◆ **Texto apresentado**
Literatura Colonial Portuguesa
Alexandre Cabral (pseudónimo de José dos Santos Cabral, 1917-1996), Histórias do Zaire (1956).
Notável estudioso e especialista da obra camiliana, Alexandre Cabral publicou o imprescindível Dicionário de Camilo Castelo Branco (Editorial Caminho, 1988), entre dezenas de estudos, ensaios e obras de ficção. (No início da sua carreira, alguns dos seus trabalhos surgiram também sob o pseudónimo Z. Larbak.)

◆ **Tarefas propostas**
(1) Substitua "pseudónimo" por "nome literário" no trecho do texto apresentado que abre com as palavras "Literatura Colonial Portuguesa" e fecha com "pseudónimo Z. Larbak.)", e escreva esse trecho de novo.
(2) Com base no texto apresentado, explique por que motivo Alexandre Cabral não é o nome de nascimento do autor de Histórias do Zaire.
(3) Em que ano saiu o Dicionário de Camilo Castelo Branco, segundo o texto apresentado?
Os itens não têm qualquer papel nesta parte.

Entradas de dados extraídos:
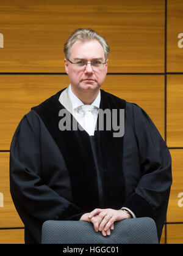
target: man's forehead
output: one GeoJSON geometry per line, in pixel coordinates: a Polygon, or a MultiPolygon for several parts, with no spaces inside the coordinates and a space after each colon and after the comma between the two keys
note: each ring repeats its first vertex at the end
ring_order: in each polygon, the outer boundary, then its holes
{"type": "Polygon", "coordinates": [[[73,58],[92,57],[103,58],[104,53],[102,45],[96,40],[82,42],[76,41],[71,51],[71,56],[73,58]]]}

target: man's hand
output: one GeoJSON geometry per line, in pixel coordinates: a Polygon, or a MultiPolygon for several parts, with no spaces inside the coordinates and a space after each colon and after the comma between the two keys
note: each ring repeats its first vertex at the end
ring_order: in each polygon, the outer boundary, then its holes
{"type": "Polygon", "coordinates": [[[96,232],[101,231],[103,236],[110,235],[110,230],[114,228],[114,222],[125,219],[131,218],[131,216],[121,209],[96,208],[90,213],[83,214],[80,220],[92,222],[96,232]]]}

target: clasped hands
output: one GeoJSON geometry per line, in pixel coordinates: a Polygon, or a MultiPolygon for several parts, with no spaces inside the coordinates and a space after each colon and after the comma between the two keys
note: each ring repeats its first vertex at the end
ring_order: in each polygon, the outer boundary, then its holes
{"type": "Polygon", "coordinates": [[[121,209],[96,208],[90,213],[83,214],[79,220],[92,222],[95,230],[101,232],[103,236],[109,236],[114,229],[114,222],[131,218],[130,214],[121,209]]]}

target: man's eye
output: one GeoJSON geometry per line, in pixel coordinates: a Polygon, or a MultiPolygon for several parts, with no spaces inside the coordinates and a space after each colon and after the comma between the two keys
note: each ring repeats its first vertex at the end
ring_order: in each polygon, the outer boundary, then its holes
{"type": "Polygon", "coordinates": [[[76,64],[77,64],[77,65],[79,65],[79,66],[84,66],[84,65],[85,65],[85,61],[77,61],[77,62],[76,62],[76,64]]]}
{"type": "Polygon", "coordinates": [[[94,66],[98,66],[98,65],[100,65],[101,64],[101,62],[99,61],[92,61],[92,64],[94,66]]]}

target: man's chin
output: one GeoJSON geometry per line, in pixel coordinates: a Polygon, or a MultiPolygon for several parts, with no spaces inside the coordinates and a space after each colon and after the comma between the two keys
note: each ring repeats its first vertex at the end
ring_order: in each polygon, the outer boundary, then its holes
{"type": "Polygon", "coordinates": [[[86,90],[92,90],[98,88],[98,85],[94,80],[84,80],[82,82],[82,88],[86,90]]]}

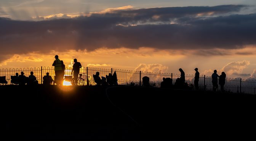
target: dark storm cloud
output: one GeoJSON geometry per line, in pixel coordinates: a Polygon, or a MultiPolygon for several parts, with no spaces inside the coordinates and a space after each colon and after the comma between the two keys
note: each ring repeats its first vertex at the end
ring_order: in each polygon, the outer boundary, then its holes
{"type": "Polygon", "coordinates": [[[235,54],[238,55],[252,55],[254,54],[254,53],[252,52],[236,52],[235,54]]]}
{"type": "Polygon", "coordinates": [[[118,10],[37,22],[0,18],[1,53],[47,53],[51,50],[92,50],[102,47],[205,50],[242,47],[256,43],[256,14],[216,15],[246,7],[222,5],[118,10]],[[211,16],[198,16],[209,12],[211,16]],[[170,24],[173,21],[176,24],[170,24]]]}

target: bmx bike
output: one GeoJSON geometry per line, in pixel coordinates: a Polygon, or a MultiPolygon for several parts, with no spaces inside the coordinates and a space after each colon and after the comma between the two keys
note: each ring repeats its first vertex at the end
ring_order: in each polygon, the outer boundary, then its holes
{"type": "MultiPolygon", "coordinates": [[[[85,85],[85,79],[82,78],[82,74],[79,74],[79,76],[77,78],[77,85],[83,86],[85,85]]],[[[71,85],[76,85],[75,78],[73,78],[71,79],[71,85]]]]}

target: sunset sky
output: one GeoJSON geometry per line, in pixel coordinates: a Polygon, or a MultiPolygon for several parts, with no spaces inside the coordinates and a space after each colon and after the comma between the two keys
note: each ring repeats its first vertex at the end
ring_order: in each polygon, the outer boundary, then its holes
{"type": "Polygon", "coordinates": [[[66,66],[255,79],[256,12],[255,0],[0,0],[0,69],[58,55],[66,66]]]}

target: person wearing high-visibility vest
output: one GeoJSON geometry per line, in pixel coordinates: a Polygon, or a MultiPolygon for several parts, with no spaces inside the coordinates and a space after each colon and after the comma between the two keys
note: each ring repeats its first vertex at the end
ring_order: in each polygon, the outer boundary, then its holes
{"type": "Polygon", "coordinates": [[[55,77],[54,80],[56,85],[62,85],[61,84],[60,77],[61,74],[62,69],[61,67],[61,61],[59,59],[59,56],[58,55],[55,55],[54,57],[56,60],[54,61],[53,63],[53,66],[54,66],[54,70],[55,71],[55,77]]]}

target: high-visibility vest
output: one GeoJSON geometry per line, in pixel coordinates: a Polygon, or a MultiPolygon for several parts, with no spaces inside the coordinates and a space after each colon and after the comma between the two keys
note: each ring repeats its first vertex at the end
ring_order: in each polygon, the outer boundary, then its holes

◆ **Respostas**
(1)
Literatura Colonial Portuguesa
Alexandre Cabral (nome literário de José dos Santos Cabral, 1917-1996), Histórias do Zaire (1956).
Notável estudioso e especialista da obra camiliana, Alexandre Cabral publicou o imprescindível Dicionário de Camilo Castelo Branco (Editorial Caminho, 1988), entre dezenas de estudos, ensaios e obras de ficção. (No início da sua carreira, alguns dos seus trabalhos surgiram também sob o nome literário Z. Larbak.)

(2) Alexandre Cabral é um pseudónimo. O nome verdadeiro do autor era José dos Santos Cabral.

(3) Em 1988.